**Exercise task 1:** In the pigeon thread, what DuPont product does plamenh say he would use?
**Exercise task 2:** Repeat everything in the pigeon thread from "http://www.pigeons.biz/forums/f23/pigeon-poop-21332.html" down to "companies and products.....".

**Text section:**
%%
Heck...once the birds have been safely removed , why don't you just use a bleach/water solution to spray everthing down?


----------



## Jaye (Mar 13, 2008)

Well first of all...THANK YOU for running a humane business.......and THANKS to your customer for being a good enough human being not to hire anyone who would harm the pigeons.

...before I answer your question, please keep in mind that if the ferals have been using it as their home for a long time...you may well find nesting babies and fledglings up there. If so...please have a plan of where you can bring them...a wildlife care facility or such...because you cannot just "evict" baby pigeons.....they are not yet ready to survive on their own, which is why they haven't left the nest area yet. So, please devise a humane plan for this likelihood. If you have not a clue on how to go about doing this, please tell us your location and we can perhaps offer suggestions/help....

OK, so thank you again ! You are a good person.

next:

http://www.pigeons.biz/forums/f23/pigeon-poop-21332.html

I also found this, which just links elsewhere:

http://206.180.235.135/byform/mailing-lists/cdl/2006/1251.html

I also found tons of very bad, bad and misleading information on the health risks to humans of pigeon poop...not surprisingly, most of the 'hits' were for pest removal sites, companies and products.....

But this stuff is used by Zoos and aviaries, so perhaps....

http://www.arcatapet.com/item.cfm?cat=10894

I could understand that given the attic situation, you may not have the luxury of just blasting the stuff off with some sort of hose so you need something which works chemically to help you out. I hope these suggestions lead you somewhere. Thanks again.


----------



## Charis (Feb 11, 2007)

Very good information, Jaye.


----------



## pattersonk2002 (Jun 1, 2008)

*Condemned*

I was just wondering if there is more to the story. It would seem to me that there is more then just the Pigeons in the attic for a city to condemn a house. I am thinking that since the Pigeons can get in that the roof is in major need of repair and the house is full of water damage and mold from other sources.
I am happy that you are removing the Pigeons in a humane manor but if there entrance is not blocked off I am sure the problem will quickly return. Please keep us posted on your progress, I may be asked to do the same thing at the hotel in town but I am thinking it will be more then I can handle and from what I can see there is over twenty Pigeons using the roof and eves for nesting and I can see one pair that is for sure on eggs.>Kevin


----------



## spirit wings (Mar 29, 2008)

sounds like they need to knock it down and start over.....IMO yikes


----------



## plamenh (Aug 11, 2006)

Hi, and thank you for pigeons' humane treatment.
I would use Virkon S from DuPont.

P.S. Bleach in water and after that Vinegar diluted in water also works.


----------



## Guest (Sep 28, 2009)

You could contact the company who makes the product and ask them directly if you can't find information about the efficacy against specific organisms. Here's the contact info for Virkon

And for Sterifab


----------



## Jaye (Mar 13, 2008)

spirit wings said:


> sounds like they need to knock it down and start over.....IMO yikes


Omigosh no. This really sounds incredibly manageable.

...Now, the time I was working on this renovation of an old turn of the century stone winery in Napa county...huge edifice, a good 120 feet long by about 50 feet wide, 2 storeys plus a full, 10-ft tall gabled attic...

...full of....

......BATS.

20 ? Several Dozen, you say ?

Hahahaha....try HUNDREDS...of bats...in the attic....had been living there for years and years.....


----------
%%
(Dataset entries)
%%
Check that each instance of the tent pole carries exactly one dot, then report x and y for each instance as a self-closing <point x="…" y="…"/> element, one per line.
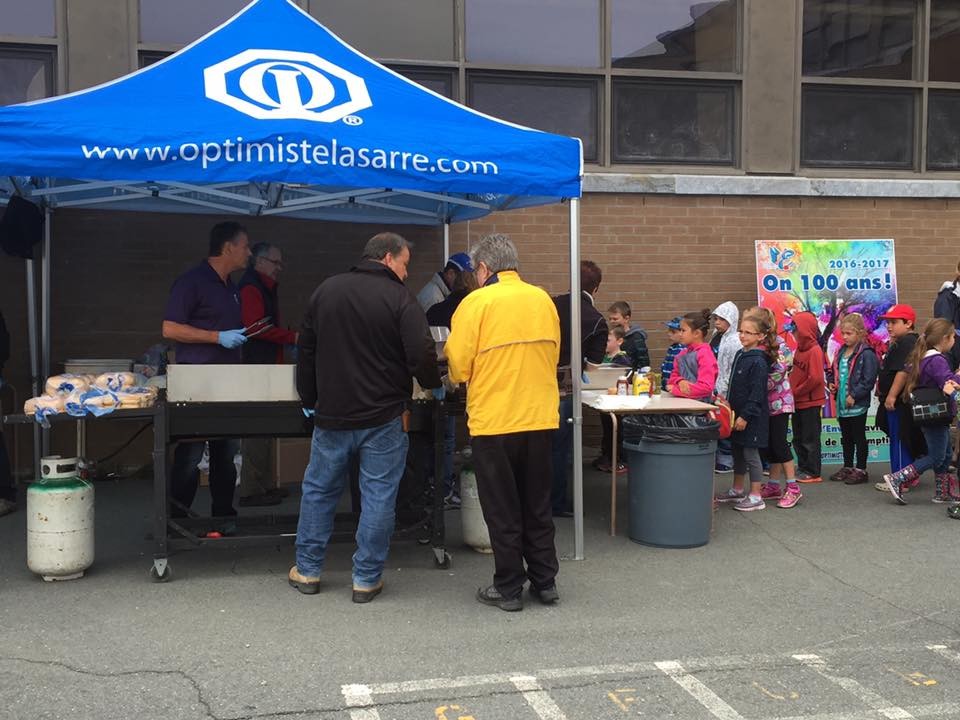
<point x="576" y="364"/>
<point x="45" y="312"/>
<point x="34" y="360"/>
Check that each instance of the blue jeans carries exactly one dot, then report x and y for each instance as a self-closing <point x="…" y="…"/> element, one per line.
<point x="383" y="454"/>
<point x="562" y="446"/>
<point x="900" y="455"/>
<point x="938" y="450"/>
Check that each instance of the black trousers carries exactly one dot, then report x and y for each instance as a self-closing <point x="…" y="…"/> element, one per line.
<point x="513" y="480"/>
<point x="806" y="440"/>
<point x="8" y="490"/>
<point x="184" y="476"/>
<point x="853" y="437"/>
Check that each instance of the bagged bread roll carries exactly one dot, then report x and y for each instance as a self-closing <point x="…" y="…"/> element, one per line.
<point x="66" y="384"/>
<point x="45" y="403"/>
<point x="138" y="398"/>
<point x="116" y="382"/>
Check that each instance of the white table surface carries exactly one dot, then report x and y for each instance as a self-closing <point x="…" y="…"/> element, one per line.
<point x="641" y="404"/>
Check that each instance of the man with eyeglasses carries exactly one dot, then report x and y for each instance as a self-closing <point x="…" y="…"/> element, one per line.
<point x="258" y="300"/>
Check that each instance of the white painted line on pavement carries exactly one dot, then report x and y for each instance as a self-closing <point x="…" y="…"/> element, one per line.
<point x="863" y="694"/>
<point x="700" y="692"/>
<point x="537" y="698"/>
<point x="360" y="698"/>
<point x="944" y="651"/>
<point x="438" y="684"/>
%%
**Correct result 1:** Virkon S

**Correct result 2:**
http://www.pigeons.biz/forums/f23/pigeon-poop-21332.html

I also found this, which just links elsewhere:

http://206.180.235.135/byform/mailing-lists/cdl/2006/1251.html

I also found tons of very bad, bad and misleading information on the health risks to humans of pigeon poop...not surprisingly, most of the 'hits' were for pest removal sites, companies and products.....